Passage -
BEGIN

COURTESY PHOTO  - Community members at The Stafford senior living center live stream Mountain Park Church services. Mountain Park Church opened its doors to the community June 7 — and the church has managed to get creative by live streaming services in separate rooms, allowing community members to return in-person.

Senior Pastor Gregg Borror said that following the governor's restrictions for Phase 1, which limited gatherings to 25 or less, the church felt they had enough rooms in the building — and a steady WiFi connection — to separate people by ages in various rooms and live stream services.

"It seemed like the easiest thing to do," Borror said. "People have loved it."

But not all churches have the ability to operate that way, and not all feel safe to do so.

Lake Oswego United Church of Christ is staying closed through Aug. 31.

"Primarily for safety and public health," said Pastor Jennie Ott, adding that there are other community members who share the facility as well. "We're trying to follow all the safety protocols for the county and the CDC. We also have a vulnerable population."

Since the churches closed due to COVID-19 concerns and gathering limitations, many have been recording and showing their worship services online.

Ott said the LOUCC has shown the worship services on YouTube every Sunday and they've had more people participating online than if they were meeting in person.

"Even more than we typically have on a Sunday," Ott said. "Surprisingly there's been benefits through this process as well."

Lake Bible Church is also in the process of working toward reopening with a tentative date set for Sunday, July 26.

"We're deferring it to that date because we have a COVID-19 Committee that is working very hard to put all the protocols in place, have all the equipment we (need), and have everyone practice to monitor the protocols," said Senior Pastor Jim Andrews, adding that he personally doesn't think everyone avoiding each other is much of a church service. "It's not my idea of a worship service — everyone coming in looking like masked bandits."

Andrews said when the church does reopen, they can space people out and accommodate most who will come in the auditorium. For people with children, the Great Room upstairs will be available. There will not be childcare available.

"There are some who have underlying conditions and they don't plan to show up for a while," Andrews said. "We've got some people that are still very fearful and cautious of big crowds."

Andrews said people can attend the service by reservation only.

"Everything will be closely monitored where people come in, where they exit. We will allow families to be closer together," Andrews said. "We will have masked singing … we'll have my message — I will not be masked when I bring the message — we will probably have communion but it'll be self-serve; we will not have people passing out communion cups and the bread."

Andrews said it's unhealthy for a church body to be separated for an extended period of time and that it's not only a spiritual institution, but a social hub where people value love and support.

Andrews reiterated that opening the church is not an act of rebellion.

"We're trying to cooperate with the program, but we think that time has come," he said.

Borror said Mountain Park Church will continue the live stream service and the video-based ministry during summer.

"We're trying to make it so people can connect with us however they want," Borror said. "We want to make it (live streaming) as good as we can afford to make it."

When Clackamas County enters Phase 2, the gathering size will be doubled.

"That would be pretty close to normal for us," Borror said. "We have a big enough space to do that. We are super excited about Phase 2."

END

Tasks to complete -
- A) Print the stretch of the church reopening article from "Senior Pastor Gregg" through "live stream services.".
- B) According to the church reopening article, through what date is Lake Oswego United Church of Christ staying closed?
- C) Condense the paragraph of the church reopening article that begins "Andrews said when the church does reopen" into a short list.

(Saved entries)
BEGIN

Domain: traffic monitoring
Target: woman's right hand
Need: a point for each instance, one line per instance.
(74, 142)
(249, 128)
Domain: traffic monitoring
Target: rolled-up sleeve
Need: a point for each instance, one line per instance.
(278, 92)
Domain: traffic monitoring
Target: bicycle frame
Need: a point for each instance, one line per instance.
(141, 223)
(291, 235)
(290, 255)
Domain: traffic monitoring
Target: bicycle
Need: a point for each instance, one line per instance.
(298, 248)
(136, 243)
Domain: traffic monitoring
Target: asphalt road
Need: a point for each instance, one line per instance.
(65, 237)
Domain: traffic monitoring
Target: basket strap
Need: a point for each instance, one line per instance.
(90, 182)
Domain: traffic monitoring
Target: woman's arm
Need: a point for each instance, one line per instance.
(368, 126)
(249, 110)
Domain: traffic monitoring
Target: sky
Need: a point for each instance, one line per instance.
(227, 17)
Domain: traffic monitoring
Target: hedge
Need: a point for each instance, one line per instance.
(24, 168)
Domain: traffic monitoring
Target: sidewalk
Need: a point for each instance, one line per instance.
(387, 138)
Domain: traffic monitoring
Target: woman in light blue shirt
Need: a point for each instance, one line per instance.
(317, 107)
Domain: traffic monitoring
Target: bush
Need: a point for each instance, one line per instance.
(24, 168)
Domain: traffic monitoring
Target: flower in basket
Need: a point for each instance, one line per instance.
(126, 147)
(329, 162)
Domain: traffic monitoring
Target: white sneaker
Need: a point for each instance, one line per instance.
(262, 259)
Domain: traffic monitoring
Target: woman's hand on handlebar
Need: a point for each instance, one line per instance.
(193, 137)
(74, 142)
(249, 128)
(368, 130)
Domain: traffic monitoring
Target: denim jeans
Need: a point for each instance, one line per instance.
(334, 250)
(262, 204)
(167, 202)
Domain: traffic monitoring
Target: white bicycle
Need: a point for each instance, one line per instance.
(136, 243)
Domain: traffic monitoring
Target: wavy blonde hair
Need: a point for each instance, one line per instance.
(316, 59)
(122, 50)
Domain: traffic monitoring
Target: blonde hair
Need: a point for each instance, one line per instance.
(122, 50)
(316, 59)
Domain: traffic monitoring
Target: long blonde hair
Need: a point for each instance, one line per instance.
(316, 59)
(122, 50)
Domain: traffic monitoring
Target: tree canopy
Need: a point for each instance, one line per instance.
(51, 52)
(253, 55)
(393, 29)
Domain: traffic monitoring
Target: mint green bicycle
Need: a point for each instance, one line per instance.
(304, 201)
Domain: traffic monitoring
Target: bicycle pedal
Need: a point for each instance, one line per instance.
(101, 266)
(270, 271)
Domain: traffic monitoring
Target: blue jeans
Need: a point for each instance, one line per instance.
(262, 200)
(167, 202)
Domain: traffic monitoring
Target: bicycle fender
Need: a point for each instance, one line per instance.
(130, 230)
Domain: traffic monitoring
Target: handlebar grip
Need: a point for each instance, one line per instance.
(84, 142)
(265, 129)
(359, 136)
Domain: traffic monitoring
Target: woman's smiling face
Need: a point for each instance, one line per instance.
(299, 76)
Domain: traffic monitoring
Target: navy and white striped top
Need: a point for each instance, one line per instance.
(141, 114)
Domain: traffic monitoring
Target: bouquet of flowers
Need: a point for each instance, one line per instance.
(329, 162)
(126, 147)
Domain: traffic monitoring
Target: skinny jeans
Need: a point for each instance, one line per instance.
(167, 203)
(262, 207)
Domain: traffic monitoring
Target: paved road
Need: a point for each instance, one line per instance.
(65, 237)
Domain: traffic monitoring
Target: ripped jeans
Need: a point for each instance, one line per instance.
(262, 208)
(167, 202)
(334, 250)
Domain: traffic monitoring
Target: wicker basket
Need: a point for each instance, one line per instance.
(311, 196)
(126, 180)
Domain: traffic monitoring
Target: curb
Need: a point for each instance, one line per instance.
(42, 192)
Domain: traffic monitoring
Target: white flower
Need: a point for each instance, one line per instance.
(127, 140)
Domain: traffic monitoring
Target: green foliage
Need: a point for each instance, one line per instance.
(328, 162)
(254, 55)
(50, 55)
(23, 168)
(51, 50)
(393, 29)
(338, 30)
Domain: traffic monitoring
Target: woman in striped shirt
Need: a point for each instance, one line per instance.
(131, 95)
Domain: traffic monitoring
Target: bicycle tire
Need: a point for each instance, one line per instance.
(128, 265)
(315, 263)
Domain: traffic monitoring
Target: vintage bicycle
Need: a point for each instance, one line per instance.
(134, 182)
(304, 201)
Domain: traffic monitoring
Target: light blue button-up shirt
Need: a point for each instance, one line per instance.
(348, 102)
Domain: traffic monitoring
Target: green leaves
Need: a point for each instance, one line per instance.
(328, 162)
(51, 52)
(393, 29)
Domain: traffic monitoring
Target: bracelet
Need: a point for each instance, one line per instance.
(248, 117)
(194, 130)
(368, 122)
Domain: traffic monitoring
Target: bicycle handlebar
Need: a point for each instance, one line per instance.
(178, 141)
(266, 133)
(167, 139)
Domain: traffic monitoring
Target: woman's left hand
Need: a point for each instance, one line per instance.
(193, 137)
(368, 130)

END

Per-task outputs -
- A)
Senior Pastor Gregg Borror said that following the governor's restrictions for Phase 1, which limited gatherings to 25 or less, the church felt they had enough rooms in the building — and a steady WiFi connection — to separate people by ages in various rooms and live stream services.

- B) Aug. 31

- C)
- Once the church reopens, people can be spaced out, and the auditorium can hold most who come.
- The Great Room upstairs will be available for people with children.
- No childcare will be available.